> **Stated goal**: Lay out the material from the line containing "of the green" through the line containing "74L200 76L204 78L204" as a JSON list of strings, with one string for each line and blank lines left out.

> **Raw records**:

★ ★ ★ ★ ★

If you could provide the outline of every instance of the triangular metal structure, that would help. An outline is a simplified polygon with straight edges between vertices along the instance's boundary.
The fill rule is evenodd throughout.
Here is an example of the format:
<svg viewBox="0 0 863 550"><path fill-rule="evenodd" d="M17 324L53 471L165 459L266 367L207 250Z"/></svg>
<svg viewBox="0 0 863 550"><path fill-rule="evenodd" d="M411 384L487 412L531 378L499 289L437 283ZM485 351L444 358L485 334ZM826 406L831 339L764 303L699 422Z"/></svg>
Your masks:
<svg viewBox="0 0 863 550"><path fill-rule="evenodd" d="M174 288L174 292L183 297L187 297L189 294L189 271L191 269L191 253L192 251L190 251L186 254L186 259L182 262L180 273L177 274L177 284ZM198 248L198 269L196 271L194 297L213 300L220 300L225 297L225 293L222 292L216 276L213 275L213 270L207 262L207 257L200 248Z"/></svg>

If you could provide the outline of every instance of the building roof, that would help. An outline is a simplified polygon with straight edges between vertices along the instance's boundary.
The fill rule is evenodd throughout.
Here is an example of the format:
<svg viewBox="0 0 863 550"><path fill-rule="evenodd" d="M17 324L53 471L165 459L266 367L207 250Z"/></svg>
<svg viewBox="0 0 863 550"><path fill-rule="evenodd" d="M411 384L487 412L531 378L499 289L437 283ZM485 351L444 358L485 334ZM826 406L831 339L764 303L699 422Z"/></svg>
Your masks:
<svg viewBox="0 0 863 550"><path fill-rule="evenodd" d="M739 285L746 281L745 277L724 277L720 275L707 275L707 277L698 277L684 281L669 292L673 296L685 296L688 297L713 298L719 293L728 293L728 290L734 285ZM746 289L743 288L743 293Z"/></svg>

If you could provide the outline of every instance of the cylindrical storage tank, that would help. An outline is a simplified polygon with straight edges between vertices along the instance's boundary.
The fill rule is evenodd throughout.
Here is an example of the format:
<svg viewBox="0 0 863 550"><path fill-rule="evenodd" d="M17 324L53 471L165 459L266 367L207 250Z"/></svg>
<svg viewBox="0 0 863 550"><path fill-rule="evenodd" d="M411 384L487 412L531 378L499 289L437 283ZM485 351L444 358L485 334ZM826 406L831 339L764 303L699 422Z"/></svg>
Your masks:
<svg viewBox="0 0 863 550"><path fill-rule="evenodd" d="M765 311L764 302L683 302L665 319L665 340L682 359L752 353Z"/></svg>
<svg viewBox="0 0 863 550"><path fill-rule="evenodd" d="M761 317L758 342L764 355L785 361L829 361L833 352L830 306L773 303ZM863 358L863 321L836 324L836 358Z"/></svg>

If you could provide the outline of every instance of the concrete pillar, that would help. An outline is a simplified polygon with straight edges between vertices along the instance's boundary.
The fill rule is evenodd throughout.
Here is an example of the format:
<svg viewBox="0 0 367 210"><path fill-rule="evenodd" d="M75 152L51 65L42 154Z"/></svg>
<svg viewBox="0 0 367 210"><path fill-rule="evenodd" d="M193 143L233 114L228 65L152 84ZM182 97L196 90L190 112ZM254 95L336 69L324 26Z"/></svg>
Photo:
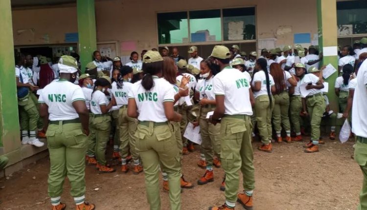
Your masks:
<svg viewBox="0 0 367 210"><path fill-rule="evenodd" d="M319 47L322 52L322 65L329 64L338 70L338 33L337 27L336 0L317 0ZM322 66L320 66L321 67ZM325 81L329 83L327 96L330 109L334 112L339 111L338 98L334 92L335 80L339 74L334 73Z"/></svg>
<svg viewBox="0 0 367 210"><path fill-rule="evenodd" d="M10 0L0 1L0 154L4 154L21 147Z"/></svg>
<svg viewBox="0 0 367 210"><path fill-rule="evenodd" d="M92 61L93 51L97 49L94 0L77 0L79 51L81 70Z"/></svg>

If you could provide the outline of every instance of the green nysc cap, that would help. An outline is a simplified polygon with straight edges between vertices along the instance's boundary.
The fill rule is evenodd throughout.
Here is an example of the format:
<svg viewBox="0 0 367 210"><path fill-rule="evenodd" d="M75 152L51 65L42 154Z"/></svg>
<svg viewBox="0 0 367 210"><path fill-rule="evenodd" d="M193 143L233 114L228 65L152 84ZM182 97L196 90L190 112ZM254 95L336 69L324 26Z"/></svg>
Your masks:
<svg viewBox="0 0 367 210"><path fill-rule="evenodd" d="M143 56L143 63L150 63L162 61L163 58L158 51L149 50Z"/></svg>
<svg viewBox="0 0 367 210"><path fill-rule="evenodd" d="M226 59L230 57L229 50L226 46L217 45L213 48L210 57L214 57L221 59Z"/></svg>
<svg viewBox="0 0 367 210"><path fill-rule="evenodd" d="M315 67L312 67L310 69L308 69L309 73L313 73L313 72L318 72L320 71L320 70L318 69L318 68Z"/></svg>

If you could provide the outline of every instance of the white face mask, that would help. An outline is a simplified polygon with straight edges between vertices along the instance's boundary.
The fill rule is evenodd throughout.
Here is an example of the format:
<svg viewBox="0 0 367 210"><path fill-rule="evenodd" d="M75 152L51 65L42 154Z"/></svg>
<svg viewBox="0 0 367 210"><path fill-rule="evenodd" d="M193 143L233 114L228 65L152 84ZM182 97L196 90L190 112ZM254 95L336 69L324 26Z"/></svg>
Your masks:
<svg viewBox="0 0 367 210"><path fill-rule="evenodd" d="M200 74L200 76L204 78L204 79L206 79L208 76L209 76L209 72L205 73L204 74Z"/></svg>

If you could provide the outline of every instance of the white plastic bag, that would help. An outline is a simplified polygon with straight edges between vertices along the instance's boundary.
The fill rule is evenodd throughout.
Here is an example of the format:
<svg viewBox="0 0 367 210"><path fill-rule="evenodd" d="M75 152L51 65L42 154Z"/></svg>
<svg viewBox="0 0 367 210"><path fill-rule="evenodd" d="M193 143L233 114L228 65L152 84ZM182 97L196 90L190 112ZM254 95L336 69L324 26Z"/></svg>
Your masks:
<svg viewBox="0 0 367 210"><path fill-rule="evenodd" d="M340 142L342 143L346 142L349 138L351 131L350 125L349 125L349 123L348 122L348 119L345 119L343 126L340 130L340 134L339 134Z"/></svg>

★ ★ ★ ★ ★

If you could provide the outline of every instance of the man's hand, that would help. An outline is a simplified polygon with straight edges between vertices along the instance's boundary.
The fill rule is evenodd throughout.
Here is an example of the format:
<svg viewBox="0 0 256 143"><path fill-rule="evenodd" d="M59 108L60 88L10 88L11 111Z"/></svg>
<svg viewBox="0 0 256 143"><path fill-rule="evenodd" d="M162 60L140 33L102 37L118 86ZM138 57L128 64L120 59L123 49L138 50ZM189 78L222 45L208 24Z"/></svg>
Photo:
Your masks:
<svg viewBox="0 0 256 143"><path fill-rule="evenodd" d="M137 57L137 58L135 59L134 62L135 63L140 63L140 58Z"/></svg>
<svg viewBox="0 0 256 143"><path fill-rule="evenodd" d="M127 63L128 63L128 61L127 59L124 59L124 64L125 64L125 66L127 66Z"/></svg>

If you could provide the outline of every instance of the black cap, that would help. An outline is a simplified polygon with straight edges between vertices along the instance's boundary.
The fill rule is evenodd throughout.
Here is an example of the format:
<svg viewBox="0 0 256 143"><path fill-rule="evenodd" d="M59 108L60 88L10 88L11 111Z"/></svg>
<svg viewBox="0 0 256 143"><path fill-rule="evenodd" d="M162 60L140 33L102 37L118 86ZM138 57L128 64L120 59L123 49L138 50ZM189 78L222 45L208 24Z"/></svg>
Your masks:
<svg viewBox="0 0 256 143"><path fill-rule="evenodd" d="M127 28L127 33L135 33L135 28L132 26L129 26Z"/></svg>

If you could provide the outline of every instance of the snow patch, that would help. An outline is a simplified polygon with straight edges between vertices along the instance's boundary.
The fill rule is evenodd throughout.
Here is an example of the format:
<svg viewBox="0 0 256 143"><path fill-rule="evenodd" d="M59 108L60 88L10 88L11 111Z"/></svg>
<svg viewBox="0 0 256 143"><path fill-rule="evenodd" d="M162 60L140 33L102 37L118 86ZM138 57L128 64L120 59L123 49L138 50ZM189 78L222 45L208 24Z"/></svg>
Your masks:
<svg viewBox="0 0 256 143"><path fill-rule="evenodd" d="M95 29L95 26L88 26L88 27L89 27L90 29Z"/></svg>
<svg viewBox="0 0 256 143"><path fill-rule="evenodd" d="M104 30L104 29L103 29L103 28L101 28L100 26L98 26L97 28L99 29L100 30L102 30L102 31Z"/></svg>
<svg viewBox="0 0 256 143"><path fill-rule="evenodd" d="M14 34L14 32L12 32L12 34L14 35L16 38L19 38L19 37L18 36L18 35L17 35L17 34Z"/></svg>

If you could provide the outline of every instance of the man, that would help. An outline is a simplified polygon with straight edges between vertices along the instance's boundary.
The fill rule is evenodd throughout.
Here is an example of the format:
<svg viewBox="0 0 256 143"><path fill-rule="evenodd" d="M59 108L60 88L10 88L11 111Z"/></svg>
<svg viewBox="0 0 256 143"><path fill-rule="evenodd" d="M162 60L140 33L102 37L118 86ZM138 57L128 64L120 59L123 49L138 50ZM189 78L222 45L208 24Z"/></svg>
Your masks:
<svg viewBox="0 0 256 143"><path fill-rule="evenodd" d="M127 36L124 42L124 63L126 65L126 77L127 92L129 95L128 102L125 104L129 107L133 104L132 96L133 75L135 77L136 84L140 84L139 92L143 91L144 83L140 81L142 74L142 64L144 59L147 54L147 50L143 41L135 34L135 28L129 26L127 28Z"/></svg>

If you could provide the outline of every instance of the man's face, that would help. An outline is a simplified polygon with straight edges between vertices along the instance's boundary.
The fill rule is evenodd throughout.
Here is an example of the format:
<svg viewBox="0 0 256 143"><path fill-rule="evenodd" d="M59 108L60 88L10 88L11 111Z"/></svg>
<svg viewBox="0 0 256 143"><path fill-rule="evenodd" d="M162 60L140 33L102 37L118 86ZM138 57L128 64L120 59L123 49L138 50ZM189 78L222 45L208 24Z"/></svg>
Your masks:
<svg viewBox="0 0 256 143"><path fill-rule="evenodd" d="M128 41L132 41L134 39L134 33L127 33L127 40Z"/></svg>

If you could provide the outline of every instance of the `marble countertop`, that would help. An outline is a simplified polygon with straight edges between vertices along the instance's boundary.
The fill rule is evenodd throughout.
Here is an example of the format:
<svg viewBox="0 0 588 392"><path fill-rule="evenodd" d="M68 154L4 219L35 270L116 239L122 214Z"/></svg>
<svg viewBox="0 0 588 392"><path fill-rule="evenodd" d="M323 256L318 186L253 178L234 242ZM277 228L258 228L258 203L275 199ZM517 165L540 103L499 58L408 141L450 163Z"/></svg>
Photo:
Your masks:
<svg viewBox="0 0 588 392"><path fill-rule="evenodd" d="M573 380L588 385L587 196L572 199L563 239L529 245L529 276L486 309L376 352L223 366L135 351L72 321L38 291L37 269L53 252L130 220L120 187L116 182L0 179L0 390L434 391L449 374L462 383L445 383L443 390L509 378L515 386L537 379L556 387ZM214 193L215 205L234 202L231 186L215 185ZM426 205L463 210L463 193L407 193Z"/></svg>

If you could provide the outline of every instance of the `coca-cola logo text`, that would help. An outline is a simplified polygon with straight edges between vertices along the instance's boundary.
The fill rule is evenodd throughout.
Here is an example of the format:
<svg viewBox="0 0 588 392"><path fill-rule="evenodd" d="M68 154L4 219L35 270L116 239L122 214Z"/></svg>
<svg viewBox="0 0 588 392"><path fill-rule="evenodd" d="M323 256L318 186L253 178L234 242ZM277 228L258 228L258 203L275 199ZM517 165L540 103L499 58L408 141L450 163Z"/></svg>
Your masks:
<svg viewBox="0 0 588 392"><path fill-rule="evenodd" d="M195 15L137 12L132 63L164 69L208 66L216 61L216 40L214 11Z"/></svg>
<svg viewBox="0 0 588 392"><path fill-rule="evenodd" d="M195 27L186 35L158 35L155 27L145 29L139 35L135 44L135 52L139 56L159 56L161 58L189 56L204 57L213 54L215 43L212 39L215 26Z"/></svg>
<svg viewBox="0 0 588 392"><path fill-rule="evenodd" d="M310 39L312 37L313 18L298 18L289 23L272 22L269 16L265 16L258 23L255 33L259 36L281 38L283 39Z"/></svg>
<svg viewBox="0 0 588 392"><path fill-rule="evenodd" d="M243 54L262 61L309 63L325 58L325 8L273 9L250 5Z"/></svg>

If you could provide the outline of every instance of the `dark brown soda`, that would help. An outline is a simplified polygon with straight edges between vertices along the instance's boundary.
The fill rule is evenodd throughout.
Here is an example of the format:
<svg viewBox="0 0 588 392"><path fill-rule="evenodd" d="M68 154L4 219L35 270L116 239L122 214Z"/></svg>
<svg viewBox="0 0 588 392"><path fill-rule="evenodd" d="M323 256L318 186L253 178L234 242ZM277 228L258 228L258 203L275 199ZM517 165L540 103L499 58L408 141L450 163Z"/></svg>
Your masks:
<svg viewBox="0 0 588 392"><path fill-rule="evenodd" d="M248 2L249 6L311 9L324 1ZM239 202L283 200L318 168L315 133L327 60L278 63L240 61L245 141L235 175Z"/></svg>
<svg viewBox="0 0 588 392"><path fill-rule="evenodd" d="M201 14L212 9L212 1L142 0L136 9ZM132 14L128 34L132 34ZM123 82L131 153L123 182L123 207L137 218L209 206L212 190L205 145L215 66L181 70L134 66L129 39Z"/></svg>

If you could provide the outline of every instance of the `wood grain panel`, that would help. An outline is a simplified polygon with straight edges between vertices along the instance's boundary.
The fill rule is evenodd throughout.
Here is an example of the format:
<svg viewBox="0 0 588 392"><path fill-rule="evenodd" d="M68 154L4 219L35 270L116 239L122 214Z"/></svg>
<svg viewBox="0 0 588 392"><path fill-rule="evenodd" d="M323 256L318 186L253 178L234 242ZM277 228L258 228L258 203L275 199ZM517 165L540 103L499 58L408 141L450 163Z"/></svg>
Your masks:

★ ★ ★ ★ ★

> **Exercise solution**:
[
  "If you could provide the outline of every instance of the green nysc cap, that would help. An outline is a simplified polygon with straight edges between vertices along the instance's boundary.",
  "The fill rule is evenodd throughout.",
  "Here is an example of the format:",
  "<svg viewBox=\"0 0 367 210\"><path fill-rule=\"evenodd\" d=\"M75 152L51 65L42 154Z\"/></svg>",
  "<svg viewBox=\"0 0 367 210\"><path fill-rule=\"evenodd\" d=\"M193 143L233 114L228 65L152 84ZM182 97L196 90L190 112ZM254 95L336 69L324 26Z\"/></svg>",
  "Your masks:",
  "<svg viewBox=\"0 0 367 210\"><path fill-rule=\"evenodd\" d=\"M143 56L143 63L150 63L162 61L163 58L158 51L149 50Z\"/></svg>",
  "<svg viewBox=\"0 0 367 210\"><path fill-rule=\"evenodd\" d=\"M226 59L230 57L229 50L226 46L217 45L213 48L210 57L214 57L221 59Z\"/></svg>",
  "<svg viewBox=\"0 0 367 210\"><path fill-rule=\"evenodd\" d=\"M315 67L312 67L310 69L308 69L309 73L313 73L313 72L318 72L320 71L320 70L318 69L318 68Z\"/></svg>",
  "If you could provide the outline of every instance of the white face mask, that would help. An outline is a simplified polygon with straight edges between vertices along the instance's boundary.",
  "The fill rule is evenodd throughout.",
  "Here is an example of the format:",
  "<svg viewBox=\"0 0 367 210\"><path fill-rule=\"evenodd\" d=\"M75 152L51 65L42 154Z\"/></svg>",
  "<svg viewBox=\"0 0 367 210\"><path fill-rule=\"evenodd\" d=\"M193 143L233 114L228 65L152 84ZM182 97L196 90L190 112ZM254 95L336 69L324 26Z\"/></svg>",
  "Your masks:",
  "<svg viewBox=\"0 0 367 210\"><path fill-rule=\"evenodd\" d=\"M200 74L200 76L204 78L204 79L206 79L208 76L209 76L209 72L205 73L204 74Z\"/></svg>"
]